ABOUT THIS TASK:
I'd like the entries repeated exactly, pictures omitted.
START ENTRIES SUPPLIED
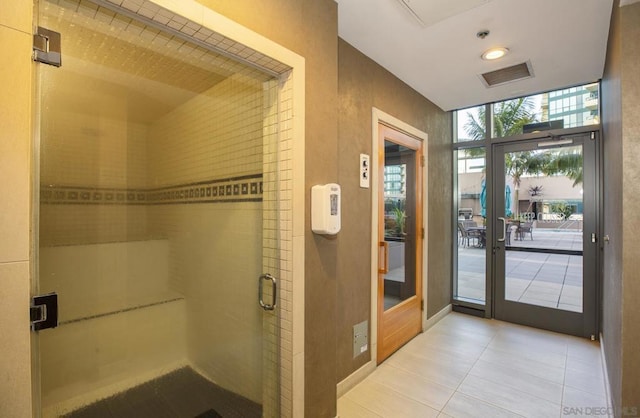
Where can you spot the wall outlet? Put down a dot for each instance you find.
(365, 171)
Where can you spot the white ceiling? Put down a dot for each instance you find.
(436, 51)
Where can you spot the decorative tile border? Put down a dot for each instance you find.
(236, 189)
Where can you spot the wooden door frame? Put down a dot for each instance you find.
(381, 118)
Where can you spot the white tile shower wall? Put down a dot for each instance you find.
(119, 322)
(216, 135)
(283, 258)
(215, 258)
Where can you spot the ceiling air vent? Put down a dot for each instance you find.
(508, 74)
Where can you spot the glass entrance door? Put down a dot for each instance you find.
(151, 183)
(545, 233)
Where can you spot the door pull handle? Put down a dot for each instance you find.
(274, 292)
(385, 257)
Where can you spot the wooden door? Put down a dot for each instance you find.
(400, 236)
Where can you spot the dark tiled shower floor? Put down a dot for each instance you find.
(179, 394)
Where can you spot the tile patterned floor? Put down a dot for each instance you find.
(471, 367)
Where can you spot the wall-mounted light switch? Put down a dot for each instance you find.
(365, 171)
(360, 338)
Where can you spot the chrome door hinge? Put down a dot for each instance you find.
(47, 47)
(43, 312)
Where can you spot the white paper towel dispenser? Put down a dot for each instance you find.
(325, 209)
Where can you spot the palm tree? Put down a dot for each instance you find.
(509, 118)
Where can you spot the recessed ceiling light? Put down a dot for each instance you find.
(494, 53)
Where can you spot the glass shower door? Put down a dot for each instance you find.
(152, 228)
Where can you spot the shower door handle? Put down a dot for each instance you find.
(274, 291)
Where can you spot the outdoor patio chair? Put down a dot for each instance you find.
(525, 228)
(466, 236)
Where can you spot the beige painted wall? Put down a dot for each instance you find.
(362, 85)
(621, 289)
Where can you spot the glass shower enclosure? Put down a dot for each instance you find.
(153, 228)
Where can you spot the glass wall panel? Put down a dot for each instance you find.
(470, 124)
(567, 108)
(471, 225)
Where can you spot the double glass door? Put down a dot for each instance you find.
(544, 238)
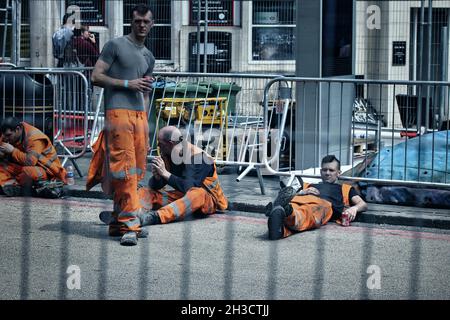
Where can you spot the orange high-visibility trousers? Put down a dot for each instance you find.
(309, 212)
(127, 145)
(174, 205)
(11, 173)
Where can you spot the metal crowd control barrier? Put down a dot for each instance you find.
(54, 100)
(220, 113)
(378, 129)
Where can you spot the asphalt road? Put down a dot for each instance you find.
(57, 249)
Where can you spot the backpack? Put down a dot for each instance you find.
(59, 42)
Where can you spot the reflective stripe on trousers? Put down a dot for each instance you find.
(309, 212)
(179, 205)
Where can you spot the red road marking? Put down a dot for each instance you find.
(260, 221)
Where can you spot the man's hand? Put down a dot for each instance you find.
(352, 211)
(155, 173)
(6, 148)
(141, 84)
(160, 167)
(311, 190)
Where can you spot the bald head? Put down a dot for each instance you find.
(169, 133)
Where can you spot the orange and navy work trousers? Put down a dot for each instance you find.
(12, 173)
(174, 205)
(127, 145)
(309, 212)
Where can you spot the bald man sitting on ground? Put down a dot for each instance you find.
(189, 171)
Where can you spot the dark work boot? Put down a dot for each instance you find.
(114, 231)
(149, 218)
(284, 197)
(129, 239)
(275, 223)
(13, 190)
(107, 217)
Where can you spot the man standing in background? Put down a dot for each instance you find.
(124, 69)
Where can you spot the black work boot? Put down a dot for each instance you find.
(149, 218)
(129, 239)
(275, 223)
(107, 217)
(13, 190)
(114, 231)
(283, 199)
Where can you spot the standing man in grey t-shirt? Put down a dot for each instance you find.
(124, 69)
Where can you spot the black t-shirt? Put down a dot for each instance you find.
(332, 192)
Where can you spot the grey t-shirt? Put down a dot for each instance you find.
(128, 61)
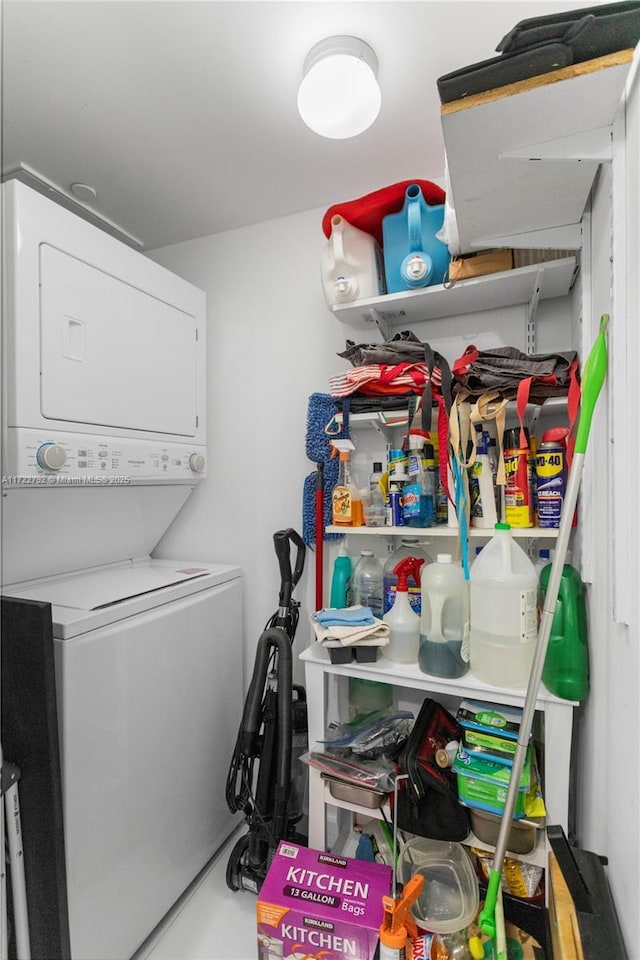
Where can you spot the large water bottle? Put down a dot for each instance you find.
(352, 266)
(444, 626)
(367, 582)
(504, 615)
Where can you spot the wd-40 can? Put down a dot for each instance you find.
(518, 492)
(551, 482)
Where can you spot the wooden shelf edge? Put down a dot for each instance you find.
(619, 58)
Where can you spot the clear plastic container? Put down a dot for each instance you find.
(450, 896)
(366, 584)
(375, 509)
(444, 626)
(504, 614)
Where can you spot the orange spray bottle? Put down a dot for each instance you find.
(398, 926)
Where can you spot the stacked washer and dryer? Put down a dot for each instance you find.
(104, 440)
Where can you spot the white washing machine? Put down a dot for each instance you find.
(148, 657)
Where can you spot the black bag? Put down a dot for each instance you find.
(542, 44)
(428, 801)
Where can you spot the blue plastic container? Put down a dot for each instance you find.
(413, 256)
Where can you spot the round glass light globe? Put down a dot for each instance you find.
(339, 97)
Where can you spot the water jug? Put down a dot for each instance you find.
(413, 256)
(352, 267)
(367, 582)
(444, 626)
(566, 666)
(504, 615)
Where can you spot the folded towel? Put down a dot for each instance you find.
(345, 617)
(371, 635)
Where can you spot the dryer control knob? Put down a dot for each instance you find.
(51, 456)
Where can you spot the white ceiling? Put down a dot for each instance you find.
(182, 115)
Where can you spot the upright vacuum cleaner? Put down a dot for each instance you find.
(274, 714)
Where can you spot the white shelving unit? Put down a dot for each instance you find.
(536, 149)
(541, 281)
(522, 533)
(320, 674)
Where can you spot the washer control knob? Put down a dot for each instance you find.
(50, 456)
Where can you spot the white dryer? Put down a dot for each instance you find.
(148, 659)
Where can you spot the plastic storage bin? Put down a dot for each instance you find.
(449, 899)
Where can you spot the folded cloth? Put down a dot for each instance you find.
(371, 635)
(345, 616)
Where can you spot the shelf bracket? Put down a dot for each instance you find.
(532, 309)
(373, 316)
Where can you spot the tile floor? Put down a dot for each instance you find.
(212, 922)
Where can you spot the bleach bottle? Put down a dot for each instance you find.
(444, 624)
(404, 624)
(413, 256)
(352, 266)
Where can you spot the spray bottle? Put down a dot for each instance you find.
(404, 623)
(346, 503)
(398, 926)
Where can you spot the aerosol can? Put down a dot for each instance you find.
(398, 926)
(404, 623)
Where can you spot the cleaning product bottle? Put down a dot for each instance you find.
(341, 581)
(413, 255)
(367, 582)
(481, 489)
(418, 493)
(409, 547)
(398, 926)
(566, 666)
(504, 616)
(375, 511)
(352, 267)
(444, 624)
(346, 504)
(404, 624)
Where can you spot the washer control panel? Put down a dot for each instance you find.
(76, 459)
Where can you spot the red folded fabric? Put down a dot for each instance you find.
(366, 212)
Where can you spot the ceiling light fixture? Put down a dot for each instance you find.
(339, 96)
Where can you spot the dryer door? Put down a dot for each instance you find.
(111, 354)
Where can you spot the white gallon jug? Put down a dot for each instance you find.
(444, 627)
(352, 266)
(504, 616)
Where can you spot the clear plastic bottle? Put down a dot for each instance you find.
(375, 511)
(367, 582)
(409, 547)
(419, 491)
(444, 626)
(504, 616)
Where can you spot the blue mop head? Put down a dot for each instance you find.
(321, 409)
(309, 503)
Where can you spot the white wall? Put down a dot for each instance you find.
(271, 343)
(609, 755)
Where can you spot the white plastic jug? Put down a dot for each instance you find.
(444, 626)
(352, 267)
(504, 616)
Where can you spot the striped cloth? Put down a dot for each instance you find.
(379, 379)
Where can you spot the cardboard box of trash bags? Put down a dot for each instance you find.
(317, 904)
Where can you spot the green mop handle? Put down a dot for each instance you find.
(592, 380)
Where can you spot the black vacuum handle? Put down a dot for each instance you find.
(282, 540)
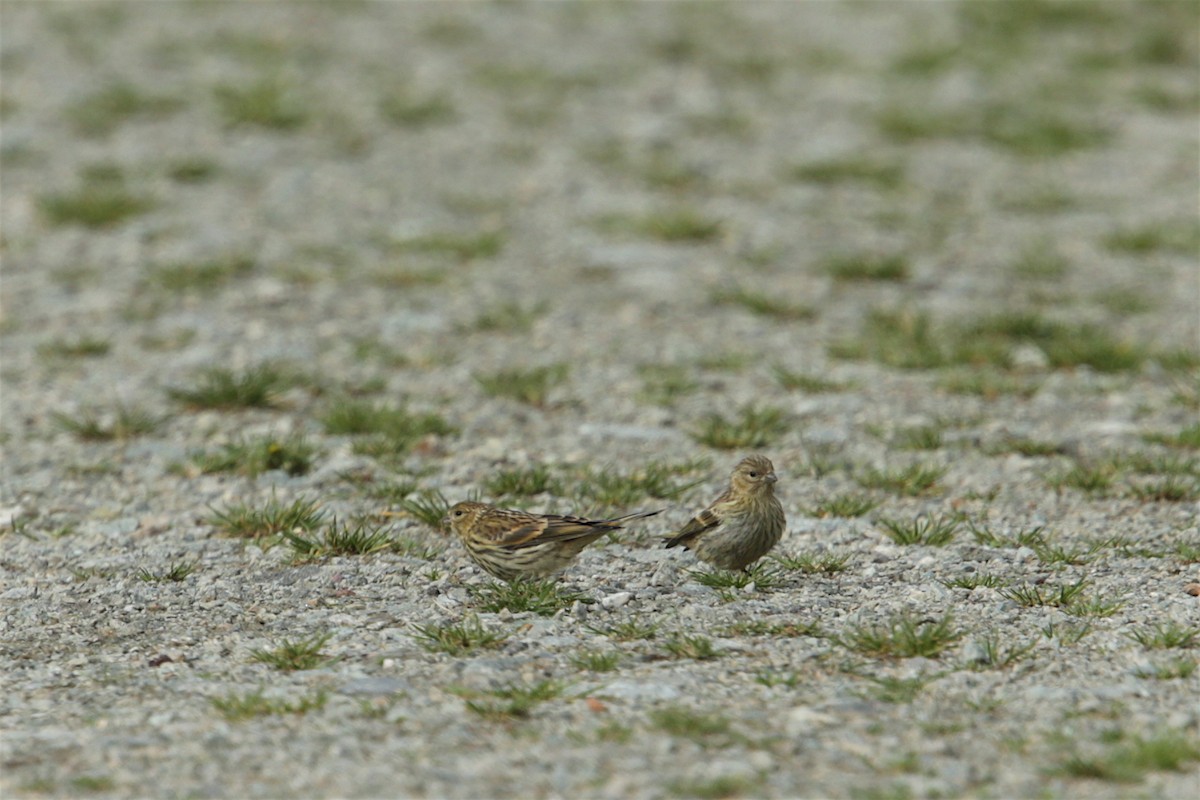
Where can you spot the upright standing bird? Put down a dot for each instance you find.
(742, 524)
(511, 543)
END ENTRIES SUPPLIED
RESPONSE TO THIS TASK:
Where can you spot the wall outlet? Put down a dot for each instance you find.
(365, 171)
Where can you spot the white ceiling? Put down a dot for each instance you find.
(436, 51)
Where can you spot the decorative tile border? Put down a dot for each instance you find.
(236, 189)
Where can you spot the wooden door frame? Put down a dot for each instance you find.
(381, 118)
Where can you spot the white tile shower wall? Put down a dot for each instance you find.
(119, 322)
(216, 135)
(283, 258)
(215, 258)
Where can you spot the ceiling air vent? Put down a dot for each instance you find.
(508, 74)
Where can you spot the glass entrance door? Put down a dot for each instance you find.
(151, 183)
(545, 233)
Where can you spot the door pull handle? Put down a dot for each instance you find.
(274, 292)
(385, 257)
Where can you spot the wooden door? Put down a dot for each instance you find.
(400, 236)
Where can you spot the dark tiled shower floor? Put down a dot for each instance you find.
(179, 394)
Where can you spot the tile patterned floor? Put down a dot for each instance you find.
(471, 367)
Where can you spot the wall-mounted light switch? Put down a dot for each instance you find.
(365, 171)
(360, 338)
Where can you spot the chrome door hinge? Put down a dot for each instance you find.
(47, 47)
(43, 312)
Where can you spot the white paper towel dispenser? Put down a dot for each instance you find.
(325, 209)
Where can you spot the palm tree? Put down a dot for each instance you find.
(509, 118)
Where can you spot the recessed ceiling light? Put down a dot for each instance you find.
(494, 53)
Where can you spot the glass shower door? Put down a dot for each instance you find.
(152, 228)
Where can you spot the shower door handle? Put down a dot for each instance you find.
(274, 291)
Where can you spot the outdoor patio chair? Put down a dot for each instance you find.
(525, 228)
(466, 236)
Where can you spot the beige painted wall? Put down a dot for each instance you find.
(362, 85)
(621, 289)
Where can you spot the glass shower enclosure? Put down a dot for each instance you find.
(153, 228)
Where can you spot the glass wall panel? Put down a dot for each instance you find.
(470, 124)
(567, 108)
(471, 225)
Where can you spot the double glass door? Put down a dot for each instance you find.
(544, 238)
Where can you spot the orange high-visibility trousers? Put down a dot for each instance you find.
(309, 212)
(127, 145)
(174, 205)
(11, 173)
Where can you spot the metal crowd control barrier? Put down a dot for each instance you find.
(54, 100)
(220, 113)
(378, 129)
Where can you spot the asphalt road? Put down a dot for each instance you find.
(57, 249)
Where can you spot the backpack? Put down a dot for each instance you find.
(59, 42)
Where can you spot the reflective stripe on trousers? Put down a dot for each instance you find.
(309, 212)
(179, 205)
Where can you spot the red road marking? Put down a dot for each instance you find.
(260, 221)
Where can you spot the man's hand? Put down a dot for each instance you find.
(352, 211)
(155, 173)
(6, 148)
(141, 84)
(160, 167)
(311, 190)
Where can you spot the bald head? Put down a dot for each instance you find.
(169, 133)
Where can you spot the orange and navy work trousers? Put down a dot for each instance you find.
(12, 173)
(174, 205)
(127, 145)
(309, 212)
Where can you spot the bald man sitting on ground? Put down a dot for each instance you find.
(189, 171)
Where can you spot the dark work boot? Put down a dot for each instance you find.
(114, 231)
(149, 218)
(284, 197)
(129, 239)
(275, 223)
(13, 190)
(107, 217)
Where can you spot the man standing in background? Put down a dot for each instance you find.
(124, 69)
Where can you spot the black work boot? Put down a dot for each instance you find.
(149, 218)
(129, 239)
(275, 223)
(107, 217)
(13, 190)
(114, 231)
(283, 199)
Where can you spot the standing man in grey t-shirt? Put down a dot for each instance you find.
(124, 69)
Where can you spot the black t-shirt? Put down a dot for each instance you find.
(332, 192)
Where can you spot the grey t-shirt? Put down a dot for each instance you find.
(128, 61)
Where can you spot the large water bottle? Put down a dot for each instance you find.
(352, 266)
(444, 626)
(367, 582)
(504, 615)
Where can you spot the wd-40 can? Put down a dot for each instance you find.
(518, 492)
(551, 482)
Where can you spot the wooden shelf edge? Put down a dot for each instance you find.
(619, 58)
Where can you spot the clear plastic container? Put down a dot for each instance you find.
(450, 896)
(366, 584)
(375, 509)
(444, 626)
(504, 614)
Where can you spot the orange spray bottle? Put down a dot for each instance you find.
(398, 926)
Where can you spot the stacked washer and dryer? Put down a dot for each instance you find.
(104, 440)
Where can you spot the white washing machine? Put down a dot for each instance you find.
(148, 657)
Where can you spot the black bag? Put down a dot for each instance you find.
(542, 44)
(428, 801)
Where can you spot the blue plastic container? Put down a dot for each instance you find.
(413, 256)
Where can you spot the round glass light globe? Put down a dot for each instance you find.
(339, 97)
Where can you spot the water jug? Put down a dot for each instance you find.
(413, 256)
(352, 267)
(367, 582)
(444, 626)
(566, 666)
(504, 615)
Where can you spot the folded towel? Put down a dot for each instance you find.
(345, 617)
(371, 635)
Where can you spot the dryer control knob? Put down a dot for each instance you find.
(51, 456)
Where can you spot the white ceiling? Put down a dot for each instance you find.
(182, 115)
Where can you spot the upright vacuum cleaner? Put down a dot for each instance you find.
(274, 714)
Where can you spot the white shelving unit? Put down a dot for each instance you find.
(536, 149)
(541, 281)
(522, 533)
(320, 674)
Where can you spot the washer control knob? Put down a dot for each instance you find.
(50, 456)
Where can you spot the white dryer? Put down a dot for each instance you find.
(148, 659)
Where can you spot the plastic storage bin? Put down a dot for each instance you find.
(449, 899)
Where can you spot the folded cloth? Put down a dot for each instance you find.
(371, 635)
(345, 616)
Where can you spot the shelf bracket? Put down a dot for each instance you find.
(532, 309)
(373, 316)
Where can you spot the tile floor? Put down a dot for each instance you find.
(212, 922)
Where can you spot the bleach bottle? Put down a dot for each instance you find.
(444, 624)
(404, 624)
(413, 256)
(352, 266)
Where can you spot the spray bottle? Put down a dot for each instance you find.
(404, 623)
(346, 503)
(398, 926)
Where can you spot the aerosol can? Put down a dot for each instance you find.
(398, 926)
(404, 623)
Where can you spot the cleaning product bottle? Put down a dot for each instance you find.
(341, 581)
(413, 255)
(367, 582)
(481, 489)
(418, 493)
(409, 547)
(398, 926)
(566, 666)
(504, 616)
(375, 511)
(352, 267)
(444, 624)
(346, 504)
(404, 624)
Where can you spot the washer control panel? Put down a dot for each instance you find.
(76, 459)
Where can you spot the red folded fabric? Put down a dot for each instance you find.
(366, 212)
Where can you spot the ceiling light fixture? Put down a dot for each instance you find.
(339, 96)
Where can you spot the dryer door? Put down a dot for each instance you find.
(111, 354)
Where can you spot the white gallon jug? Put down a dot for each instance you find.
(444, 627)
(352, 266)
(504, 616)
Where can you spot the clear plastic bottle? Put down a dot for each instance you find.
(375, 511)
(367, 582)
(409, 547)
(419, 491)
(444, 626)
(504, 616)
Where can you spot the blue mop head? Put down a dot for each instance you find.
(321, 409)
(309, 503)
Where can you spot the white wall? Put down a dot for each instance you find.
(271, 343)
(609, 755)
Where can you spot the white plastic jug? Put down a dot for each instance you find.
(444, 626)
(352, 267)
(504, 616)
Where can you spot the striped cloth? Put down a dot for each instance you find.
(379, 379)
Where can you spot the cardboard box of trash bags? Put down a dot for each instance you find.
(317, 904)
Where can you spot the green mop handle? Put down a dot for each instance you find.
(592, 380)
Where can you spot the black vacuum handle? Put down a dot for each instance you find.
(282, 540)
Where can you spot the upright standing bird? Put down a dot for each instance you find.
(742, 524)
(511, 543)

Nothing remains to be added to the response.